Reproduce the material below, starting with the line that contains "tree in the photo above." and going on through its end, and leave the pictures out of your answer.
### INPUT ROWS ###
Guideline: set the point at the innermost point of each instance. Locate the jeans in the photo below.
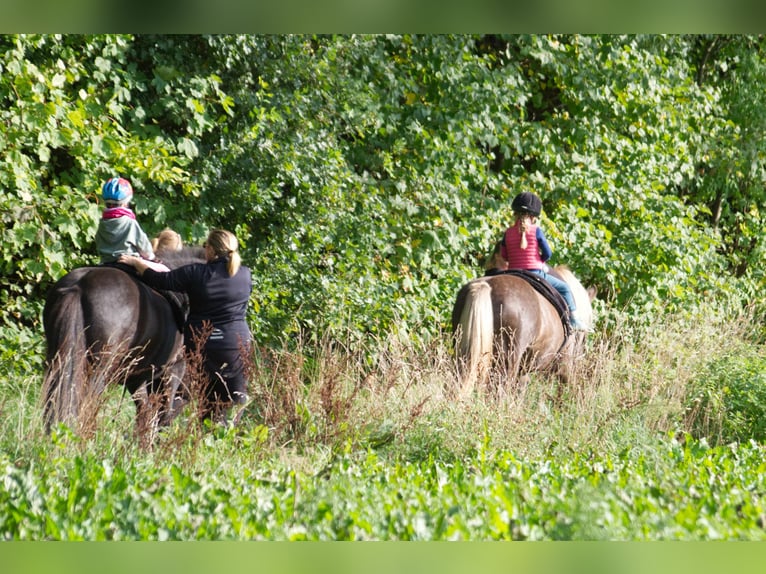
(559, 286)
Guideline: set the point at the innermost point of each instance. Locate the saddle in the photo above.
(179, 302)
(545, 289)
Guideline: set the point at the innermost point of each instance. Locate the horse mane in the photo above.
(179, 257)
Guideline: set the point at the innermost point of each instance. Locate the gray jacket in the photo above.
(121, 235)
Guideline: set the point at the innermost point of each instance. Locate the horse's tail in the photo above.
(65, 356)
(475, 338)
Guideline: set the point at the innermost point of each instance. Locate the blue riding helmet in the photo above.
(116, 189)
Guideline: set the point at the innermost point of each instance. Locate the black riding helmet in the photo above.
(527, 202)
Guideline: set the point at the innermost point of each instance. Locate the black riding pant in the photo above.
(226, 371)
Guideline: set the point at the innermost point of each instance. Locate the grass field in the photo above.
(659, 438)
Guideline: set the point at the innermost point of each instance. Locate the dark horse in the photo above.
(504, 327)
(102, 324)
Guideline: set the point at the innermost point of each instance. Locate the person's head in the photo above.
(117, 192)
(526, 208)
(167, 240)
(222, 243)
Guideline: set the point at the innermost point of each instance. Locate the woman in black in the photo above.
(219, 292)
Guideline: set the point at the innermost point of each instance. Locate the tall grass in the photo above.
(309, 402)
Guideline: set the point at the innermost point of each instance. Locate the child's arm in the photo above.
(542, 243)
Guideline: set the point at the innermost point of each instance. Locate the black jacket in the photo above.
(213, 297)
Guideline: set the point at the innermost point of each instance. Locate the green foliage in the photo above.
(367, 177)
(728, 402)
(682, 491)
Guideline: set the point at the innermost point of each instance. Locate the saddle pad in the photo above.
(545, 289)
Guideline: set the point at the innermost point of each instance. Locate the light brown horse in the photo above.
(505, 329)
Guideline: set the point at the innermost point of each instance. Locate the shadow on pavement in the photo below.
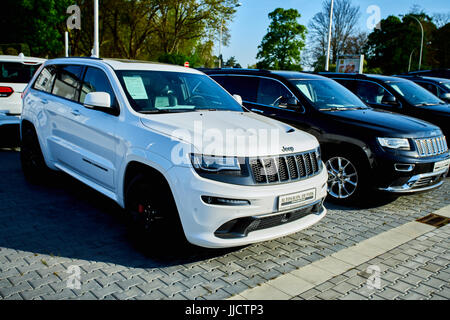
(65, 218)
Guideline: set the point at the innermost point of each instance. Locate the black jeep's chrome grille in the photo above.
(286, 168)
(431, 146)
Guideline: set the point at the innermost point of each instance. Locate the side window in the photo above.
(371, 92)
(430, 87)
(270, 92)
(246, 87)
(44, 81)
(349, 84)
(67, 82)
(95, 80)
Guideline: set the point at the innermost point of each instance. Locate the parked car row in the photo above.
(364, 148)
(183, 156)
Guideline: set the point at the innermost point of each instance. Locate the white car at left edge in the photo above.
(15, 73)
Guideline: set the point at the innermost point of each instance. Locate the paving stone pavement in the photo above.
(418, 270)
(44, 230)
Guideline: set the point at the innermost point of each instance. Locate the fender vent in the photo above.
(434, 220)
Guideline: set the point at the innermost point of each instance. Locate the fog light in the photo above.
(224, 201)
(403, 167)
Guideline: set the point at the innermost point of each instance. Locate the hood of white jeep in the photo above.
(227, 133)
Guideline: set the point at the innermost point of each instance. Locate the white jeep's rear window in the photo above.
(17, 72)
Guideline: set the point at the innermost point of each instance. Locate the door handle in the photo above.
(257, 110)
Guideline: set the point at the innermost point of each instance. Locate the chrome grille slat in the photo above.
(285, 168)
(427, 147)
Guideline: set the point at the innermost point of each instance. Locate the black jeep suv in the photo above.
(397, 95)
(363, 148)
(440, 87)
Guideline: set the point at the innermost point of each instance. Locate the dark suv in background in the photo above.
(397, 95)
(363, 148)
(440, 87)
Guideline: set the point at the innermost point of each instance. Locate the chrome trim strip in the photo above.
(406, 188)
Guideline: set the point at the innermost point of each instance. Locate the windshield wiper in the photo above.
(165, 111)
(334, 108)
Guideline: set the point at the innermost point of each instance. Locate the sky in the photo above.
(251, 21)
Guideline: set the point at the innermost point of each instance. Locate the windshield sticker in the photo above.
(135, 87)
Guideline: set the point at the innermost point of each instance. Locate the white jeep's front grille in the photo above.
(428, 147)
(286, 168)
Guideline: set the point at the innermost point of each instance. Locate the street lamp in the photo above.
(221, 35)
(410, 56)
(96, 50)
(327, 63)
(421, 43)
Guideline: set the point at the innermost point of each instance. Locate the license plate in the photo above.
(297, 199)
(441, 165)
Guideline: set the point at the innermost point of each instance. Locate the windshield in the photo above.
(162, 92)
(446, 84)
(17, 72)
(415, 94)
(325, 94)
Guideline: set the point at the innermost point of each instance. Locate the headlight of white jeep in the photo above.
(215, 164)
(394, 143)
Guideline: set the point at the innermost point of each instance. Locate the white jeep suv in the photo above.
(15, 73)
(174, 149)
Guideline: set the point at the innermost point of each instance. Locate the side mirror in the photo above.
(445, 96)
(98, 100)
(389, 99)
(238, 98)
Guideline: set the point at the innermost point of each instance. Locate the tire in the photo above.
(347, 178)
(33, 164)
(152, 211)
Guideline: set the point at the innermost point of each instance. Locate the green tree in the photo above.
(440, 47)
(398, 39)
(281, 46)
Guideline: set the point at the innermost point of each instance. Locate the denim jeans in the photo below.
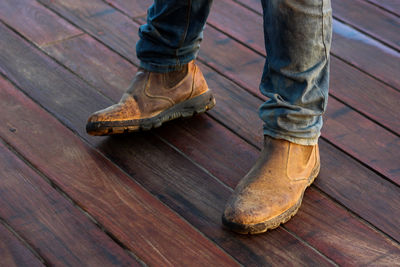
###
TASK RESPONSE:
Guideline: set the point at the innermost point of each instance. Locate the green tree in the photo above.
(440, 47)
(398, 39)
(281, 46)
Guideline: set the point at the innermost point of each instance. Locate the denim jeans in the photo below.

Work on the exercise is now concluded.